##### ENTRIES
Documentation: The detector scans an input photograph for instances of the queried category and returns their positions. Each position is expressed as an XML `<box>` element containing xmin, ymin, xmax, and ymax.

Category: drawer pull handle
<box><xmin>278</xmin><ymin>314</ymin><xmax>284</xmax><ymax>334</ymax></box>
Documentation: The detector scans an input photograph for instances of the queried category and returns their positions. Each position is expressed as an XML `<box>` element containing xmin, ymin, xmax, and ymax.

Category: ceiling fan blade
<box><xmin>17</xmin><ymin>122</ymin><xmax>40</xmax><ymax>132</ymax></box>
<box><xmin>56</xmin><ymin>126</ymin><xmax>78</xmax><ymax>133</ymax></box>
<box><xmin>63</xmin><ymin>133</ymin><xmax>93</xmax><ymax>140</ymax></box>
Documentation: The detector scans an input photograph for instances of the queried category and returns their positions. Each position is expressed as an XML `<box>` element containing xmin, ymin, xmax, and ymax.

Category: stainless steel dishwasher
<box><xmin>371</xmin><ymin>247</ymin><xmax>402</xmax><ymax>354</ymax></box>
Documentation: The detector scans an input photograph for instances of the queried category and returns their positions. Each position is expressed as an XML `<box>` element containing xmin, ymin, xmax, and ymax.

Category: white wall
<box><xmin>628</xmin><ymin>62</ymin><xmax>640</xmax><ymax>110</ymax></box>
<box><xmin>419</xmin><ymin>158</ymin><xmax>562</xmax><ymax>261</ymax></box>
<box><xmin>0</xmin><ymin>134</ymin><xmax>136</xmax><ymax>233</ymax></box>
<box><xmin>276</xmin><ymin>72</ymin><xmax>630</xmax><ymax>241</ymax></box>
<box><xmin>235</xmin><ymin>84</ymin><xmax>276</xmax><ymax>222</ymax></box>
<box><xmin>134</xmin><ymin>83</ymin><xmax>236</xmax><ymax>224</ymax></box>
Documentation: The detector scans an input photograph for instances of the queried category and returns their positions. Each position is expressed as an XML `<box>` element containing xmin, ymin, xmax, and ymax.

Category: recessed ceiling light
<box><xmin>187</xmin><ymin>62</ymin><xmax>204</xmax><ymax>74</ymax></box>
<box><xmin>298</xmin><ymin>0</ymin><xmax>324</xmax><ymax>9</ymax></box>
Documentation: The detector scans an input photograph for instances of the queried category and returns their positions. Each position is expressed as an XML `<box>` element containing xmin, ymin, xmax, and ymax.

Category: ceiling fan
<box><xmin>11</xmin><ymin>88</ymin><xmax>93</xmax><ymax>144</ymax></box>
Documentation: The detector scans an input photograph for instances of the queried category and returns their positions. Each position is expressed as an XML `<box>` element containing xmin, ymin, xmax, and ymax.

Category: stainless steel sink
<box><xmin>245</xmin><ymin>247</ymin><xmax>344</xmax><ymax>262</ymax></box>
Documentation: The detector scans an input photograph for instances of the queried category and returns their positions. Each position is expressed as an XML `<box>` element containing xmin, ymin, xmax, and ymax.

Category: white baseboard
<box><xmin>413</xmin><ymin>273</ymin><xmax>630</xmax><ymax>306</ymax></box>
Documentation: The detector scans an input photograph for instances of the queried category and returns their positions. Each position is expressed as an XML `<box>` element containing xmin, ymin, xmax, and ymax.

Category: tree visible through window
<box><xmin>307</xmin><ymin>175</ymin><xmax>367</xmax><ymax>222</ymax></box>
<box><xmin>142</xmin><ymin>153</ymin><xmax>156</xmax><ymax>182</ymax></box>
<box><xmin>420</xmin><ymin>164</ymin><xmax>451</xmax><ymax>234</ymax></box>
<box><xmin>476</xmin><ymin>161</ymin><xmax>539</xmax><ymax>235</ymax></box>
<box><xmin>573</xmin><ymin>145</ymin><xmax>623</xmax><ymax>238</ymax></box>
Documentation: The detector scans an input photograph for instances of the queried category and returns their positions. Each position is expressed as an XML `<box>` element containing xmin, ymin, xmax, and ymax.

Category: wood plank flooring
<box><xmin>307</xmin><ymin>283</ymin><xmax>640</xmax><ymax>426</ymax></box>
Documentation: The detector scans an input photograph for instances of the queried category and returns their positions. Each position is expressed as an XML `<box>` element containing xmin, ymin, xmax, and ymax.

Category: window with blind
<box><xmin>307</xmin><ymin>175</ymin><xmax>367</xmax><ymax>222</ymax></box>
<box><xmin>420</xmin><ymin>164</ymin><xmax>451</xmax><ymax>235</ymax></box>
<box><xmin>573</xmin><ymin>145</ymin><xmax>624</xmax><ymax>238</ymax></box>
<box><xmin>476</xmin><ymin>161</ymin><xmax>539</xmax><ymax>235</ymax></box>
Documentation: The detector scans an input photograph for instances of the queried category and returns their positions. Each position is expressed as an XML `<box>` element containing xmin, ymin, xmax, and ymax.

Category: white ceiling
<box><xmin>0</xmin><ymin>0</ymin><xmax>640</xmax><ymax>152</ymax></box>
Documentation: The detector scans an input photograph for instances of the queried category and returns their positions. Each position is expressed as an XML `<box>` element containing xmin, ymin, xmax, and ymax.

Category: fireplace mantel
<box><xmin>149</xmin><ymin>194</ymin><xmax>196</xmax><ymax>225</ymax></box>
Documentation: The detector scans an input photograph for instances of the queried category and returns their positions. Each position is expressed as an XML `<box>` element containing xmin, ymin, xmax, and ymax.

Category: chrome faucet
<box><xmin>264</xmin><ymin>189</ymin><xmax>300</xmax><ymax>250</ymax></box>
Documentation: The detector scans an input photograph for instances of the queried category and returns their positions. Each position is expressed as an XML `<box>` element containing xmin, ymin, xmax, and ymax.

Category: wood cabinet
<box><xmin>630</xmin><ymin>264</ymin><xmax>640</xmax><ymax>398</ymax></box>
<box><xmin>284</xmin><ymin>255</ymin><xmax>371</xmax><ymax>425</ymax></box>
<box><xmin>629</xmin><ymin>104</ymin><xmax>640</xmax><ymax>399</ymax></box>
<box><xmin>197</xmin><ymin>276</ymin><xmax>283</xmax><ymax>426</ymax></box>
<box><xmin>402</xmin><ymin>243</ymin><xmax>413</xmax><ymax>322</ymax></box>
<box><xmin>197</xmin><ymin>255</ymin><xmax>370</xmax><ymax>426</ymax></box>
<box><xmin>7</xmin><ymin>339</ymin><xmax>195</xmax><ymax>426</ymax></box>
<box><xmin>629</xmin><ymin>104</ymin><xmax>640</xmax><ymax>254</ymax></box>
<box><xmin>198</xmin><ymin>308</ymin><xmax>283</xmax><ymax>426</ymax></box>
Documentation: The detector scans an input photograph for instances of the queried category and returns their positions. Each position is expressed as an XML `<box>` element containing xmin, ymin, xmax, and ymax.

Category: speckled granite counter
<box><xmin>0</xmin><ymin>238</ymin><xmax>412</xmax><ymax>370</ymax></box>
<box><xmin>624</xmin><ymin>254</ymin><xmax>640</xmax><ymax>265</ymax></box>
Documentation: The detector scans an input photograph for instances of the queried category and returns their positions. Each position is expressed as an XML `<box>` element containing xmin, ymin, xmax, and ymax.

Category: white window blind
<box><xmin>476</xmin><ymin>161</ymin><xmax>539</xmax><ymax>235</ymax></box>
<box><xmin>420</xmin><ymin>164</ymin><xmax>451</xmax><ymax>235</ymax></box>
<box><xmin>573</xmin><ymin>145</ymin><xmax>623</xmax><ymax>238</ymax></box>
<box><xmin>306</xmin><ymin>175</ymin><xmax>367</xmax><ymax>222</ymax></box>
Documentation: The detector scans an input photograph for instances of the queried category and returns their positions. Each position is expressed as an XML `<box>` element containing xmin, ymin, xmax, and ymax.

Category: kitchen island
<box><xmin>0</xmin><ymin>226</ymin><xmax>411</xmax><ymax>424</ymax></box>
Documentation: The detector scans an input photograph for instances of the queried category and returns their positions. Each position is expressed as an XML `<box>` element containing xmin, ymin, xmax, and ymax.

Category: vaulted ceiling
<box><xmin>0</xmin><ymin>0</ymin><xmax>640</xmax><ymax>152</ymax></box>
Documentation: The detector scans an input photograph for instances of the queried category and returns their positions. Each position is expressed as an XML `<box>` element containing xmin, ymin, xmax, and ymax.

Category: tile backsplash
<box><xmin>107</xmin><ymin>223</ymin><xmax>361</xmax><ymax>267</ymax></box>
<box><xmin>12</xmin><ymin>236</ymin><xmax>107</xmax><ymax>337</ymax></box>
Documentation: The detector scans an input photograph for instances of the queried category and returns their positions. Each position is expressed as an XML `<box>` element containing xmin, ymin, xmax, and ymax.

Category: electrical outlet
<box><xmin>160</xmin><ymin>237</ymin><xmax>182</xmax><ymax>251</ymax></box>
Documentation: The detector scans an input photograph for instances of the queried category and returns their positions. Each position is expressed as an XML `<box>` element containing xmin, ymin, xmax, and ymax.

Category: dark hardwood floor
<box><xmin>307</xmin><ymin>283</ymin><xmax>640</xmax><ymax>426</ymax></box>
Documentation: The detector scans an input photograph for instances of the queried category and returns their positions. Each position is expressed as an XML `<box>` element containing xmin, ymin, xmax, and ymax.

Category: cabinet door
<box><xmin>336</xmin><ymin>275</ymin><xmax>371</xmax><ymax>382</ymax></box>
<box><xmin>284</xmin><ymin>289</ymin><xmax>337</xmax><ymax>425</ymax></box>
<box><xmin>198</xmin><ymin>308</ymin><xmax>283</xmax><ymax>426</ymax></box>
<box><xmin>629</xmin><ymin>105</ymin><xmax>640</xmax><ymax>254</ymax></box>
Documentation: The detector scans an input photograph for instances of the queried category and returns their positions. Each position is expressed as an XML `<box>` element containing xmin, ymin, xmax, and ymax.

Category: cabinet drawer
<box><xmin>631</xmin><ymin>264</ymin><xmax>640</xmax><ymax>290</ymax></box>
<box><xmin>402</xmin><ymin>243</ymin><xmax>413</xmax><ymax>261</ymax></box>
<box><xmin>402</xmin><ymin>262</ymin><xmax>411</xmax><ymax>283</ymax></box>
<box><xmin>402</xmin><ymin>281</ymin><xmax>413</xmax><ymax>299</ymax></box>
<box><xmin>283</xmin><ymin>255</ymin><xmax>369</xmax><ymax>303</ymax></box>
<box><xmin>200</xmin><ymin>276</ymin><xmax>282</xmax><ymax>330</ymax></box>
##########
§ SHORT TASK:
In the lines of data above, find every line that contains the string "stainless", matching case exactly, and copy each of those lines.

§ EXPECTED OUTPUT:
Category: stainless steel dishwasher
Category: stainless steel sink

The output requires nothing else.